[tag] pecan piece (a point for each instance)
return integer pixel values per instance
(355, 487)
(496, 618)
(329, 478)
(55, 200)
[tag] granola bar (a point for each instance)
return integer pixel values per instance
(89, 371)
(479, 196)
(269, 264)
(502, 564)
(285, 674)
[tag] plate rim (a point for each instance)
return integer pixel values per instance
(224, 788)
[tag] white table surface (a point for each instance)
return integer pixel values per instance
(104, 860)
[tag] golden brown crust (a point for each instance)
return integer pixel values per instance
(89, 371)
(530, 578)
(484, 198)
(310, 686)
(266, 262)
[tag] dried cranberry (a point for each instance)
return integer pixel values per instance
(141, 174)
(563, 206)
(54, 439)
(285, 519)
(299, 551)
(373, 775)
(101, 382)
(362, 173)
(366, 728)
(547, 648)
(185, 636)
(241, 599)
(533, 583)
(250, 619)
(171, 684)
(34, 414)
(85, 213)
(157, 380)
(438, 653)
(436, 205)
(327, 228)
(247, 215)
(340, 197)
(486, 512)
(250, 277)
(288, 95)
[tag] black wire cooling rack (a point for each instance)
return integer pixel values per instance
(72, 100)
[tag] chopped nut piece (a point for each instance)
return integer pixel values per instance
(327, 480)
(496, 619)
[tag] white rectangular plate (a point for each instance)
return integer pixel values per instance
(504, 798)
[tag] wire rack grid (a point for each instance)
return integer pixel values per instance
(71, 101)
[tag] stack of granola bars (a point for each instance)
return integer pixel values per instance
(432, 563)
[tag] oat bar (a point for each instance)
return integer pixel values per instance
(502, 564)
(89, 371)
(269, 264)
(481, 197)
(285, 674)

---

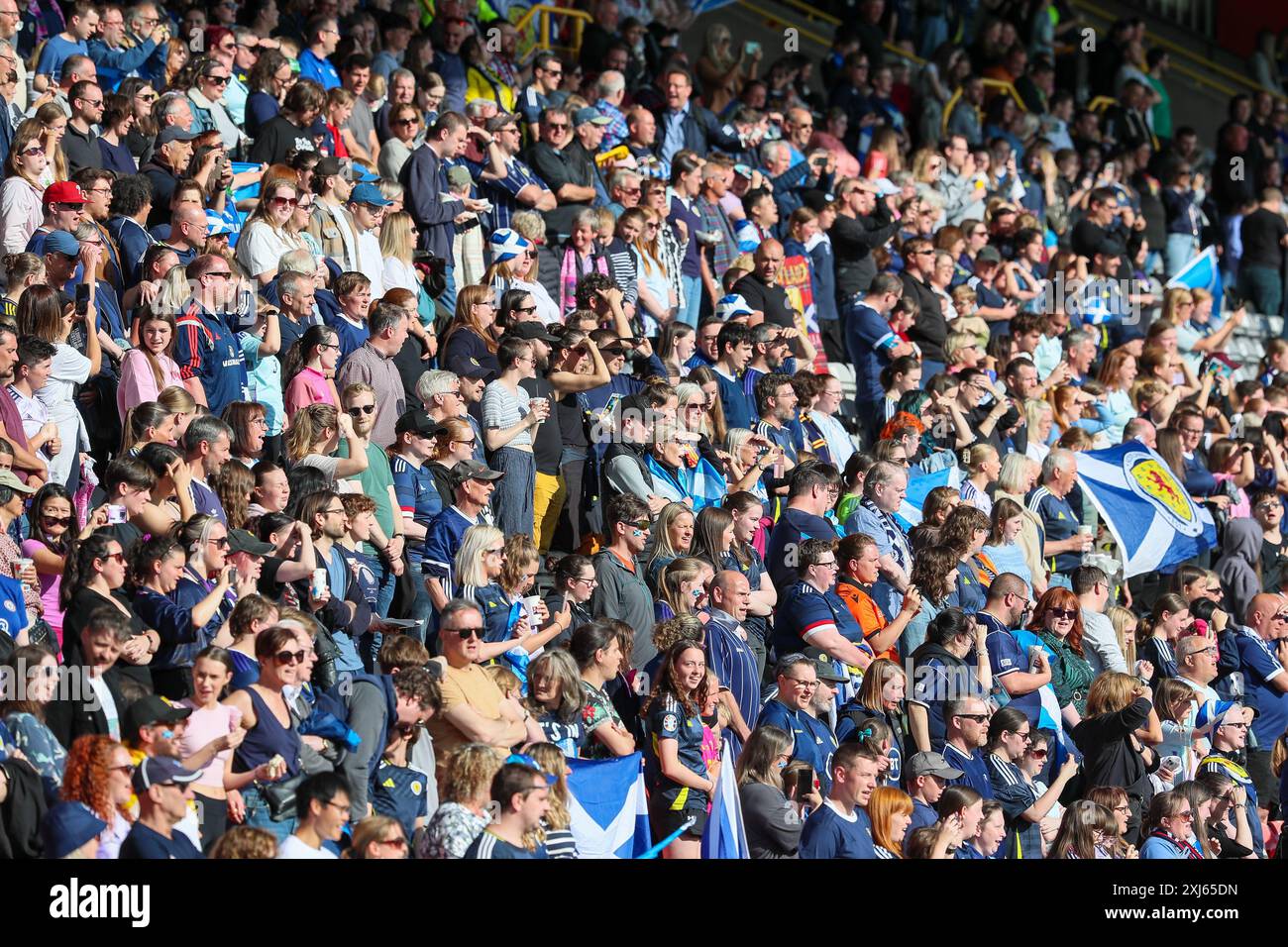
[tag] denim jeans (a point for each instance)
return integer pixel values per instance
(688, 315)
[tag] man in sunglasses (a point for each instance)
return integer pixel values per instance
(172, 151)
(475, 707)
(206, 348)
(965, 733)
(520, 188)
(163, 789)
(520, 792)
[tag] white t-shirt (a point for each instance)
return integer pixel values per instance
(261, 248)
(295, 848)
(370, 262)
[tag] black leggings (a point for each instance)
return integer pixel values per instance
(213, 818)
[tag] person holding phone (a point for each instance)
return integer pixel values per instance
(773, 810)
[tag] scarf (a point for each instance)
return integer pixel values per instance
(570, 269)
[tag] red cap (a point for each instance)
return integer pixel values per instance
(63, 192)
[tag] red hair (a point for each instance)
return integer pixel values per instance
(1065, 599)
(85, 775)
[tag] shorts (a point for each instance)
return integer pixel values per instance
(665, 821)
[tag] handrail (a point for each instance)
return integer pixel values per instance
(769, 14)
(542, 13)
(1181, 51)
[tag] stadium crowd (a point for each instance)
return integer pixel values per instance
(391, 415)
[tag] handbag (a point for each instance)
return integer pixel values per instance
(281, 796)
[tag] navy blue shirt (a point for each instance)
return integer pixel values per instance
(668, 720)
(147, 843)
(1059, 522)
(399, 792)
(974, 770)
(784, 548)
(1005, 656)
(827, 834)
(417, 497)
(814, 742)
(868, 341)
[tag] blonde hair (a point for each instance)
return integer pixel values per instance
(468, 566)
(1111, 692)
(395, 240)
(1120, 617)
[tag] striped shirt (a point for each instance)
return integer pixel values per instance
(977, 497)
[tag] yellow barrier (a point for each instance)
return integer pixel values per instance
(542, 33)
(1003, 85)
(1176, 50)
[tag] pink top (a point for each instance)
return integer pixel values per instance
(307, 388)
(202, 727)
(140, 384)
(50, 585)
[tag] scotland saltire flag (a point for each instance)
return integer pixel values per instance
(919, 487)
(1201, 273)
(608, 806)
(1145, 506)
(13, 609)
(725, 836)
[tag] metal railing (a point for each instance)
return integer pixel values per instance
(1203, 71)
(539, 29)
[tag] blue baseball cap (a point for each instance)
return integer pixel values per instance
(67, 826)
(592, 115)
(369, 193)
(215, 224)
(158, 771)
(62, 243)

---

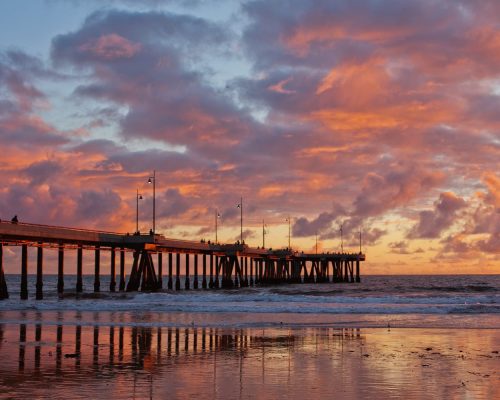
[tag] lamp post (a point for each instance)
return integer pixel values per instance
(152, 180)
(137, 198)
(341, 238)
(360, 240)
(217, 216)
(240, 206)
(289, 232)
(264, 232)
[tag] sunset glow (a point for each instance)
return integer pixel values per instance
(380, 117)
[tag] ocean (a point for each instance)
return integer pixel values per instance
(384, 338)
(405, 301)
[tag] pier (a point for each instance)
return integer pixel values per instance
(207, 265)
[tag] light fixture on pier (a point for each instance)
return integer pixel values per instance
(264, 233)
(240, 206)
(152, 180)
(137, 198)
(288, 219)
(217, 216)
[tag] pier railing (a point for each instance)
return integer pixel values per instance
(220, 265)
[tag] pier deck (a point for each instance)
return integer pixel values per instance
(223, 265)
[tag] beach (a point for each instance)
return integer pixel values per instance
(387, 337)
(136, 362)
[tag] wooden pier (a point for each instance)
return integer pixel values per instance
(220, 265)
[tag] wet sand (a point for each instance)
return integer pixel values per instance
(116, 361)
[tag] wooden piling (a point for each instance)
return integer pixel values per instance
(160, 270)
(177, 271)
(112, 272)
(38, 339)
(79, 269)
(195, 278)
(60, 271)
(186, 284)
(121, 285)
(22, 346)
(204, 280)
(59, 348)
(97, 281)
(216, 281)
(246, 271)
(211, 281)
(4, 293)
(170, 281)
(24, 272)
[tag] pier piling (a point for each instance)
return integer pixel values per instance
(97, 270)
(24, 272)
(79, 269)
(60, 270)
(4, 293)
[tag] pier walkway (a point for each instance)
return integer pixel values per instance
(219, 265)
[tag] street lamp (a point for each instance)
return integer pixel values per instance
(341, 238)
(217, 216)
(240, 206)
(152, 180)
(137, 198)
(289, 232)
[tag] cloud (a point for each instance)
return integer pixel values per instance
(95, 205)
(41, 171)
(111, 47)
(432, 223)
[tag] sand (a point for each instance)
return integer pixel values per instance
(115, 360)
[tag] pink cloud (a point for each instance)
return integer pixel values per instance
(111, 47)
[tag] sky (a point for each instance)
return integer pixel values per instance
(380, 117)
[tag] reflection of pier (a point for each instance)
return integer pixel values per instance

What this task involves: Above this instruction are the records; retype exactly the lines from the one containing "[tag] lamp post (a point for each instance)" up to and including the one containing "[tag] wet sand (a point for each instance)".

Reply to the exercise:
[tag] lamp post (a point for each instance)
return integer pixel values per instance
(152, 180)
(137, 198)
(341, 238)
(360, 240)
(217, 216)
(240, 206)
(289, 232)
(264, 232)
[tag] sunset glow (a point for each instance)
return integer pixel values per instance
(380, 117)
[tag] ocean (a point for each instance)
return integer pixel values per instance
(384, 338)
(405, 301)
[tag] pier (a point for each instance)
return integer pixel values per instance
(207, 265)
[tag] light fixture on pier (a point for each instance)
return integer pixel values per instance
(264, 233)
(240, 206)
(152, 180)
(137, 198)
(288, 219)
(217, 216)
[tag] pier railing (a point for each instance)
return integer pixel values per instance
(220, 265)
[tag] pier deck (a point for each instance)
return integer pixel values per instance
(223, 265)
[tag] beach (a point for each instance)
return integer pixel values per instance
(387, 337)
(136, 362)
[tag] wooden pier (a point for each instance)
return integer pixel values per instance
(220, 265)
[tag] wet sand (a point for each instance)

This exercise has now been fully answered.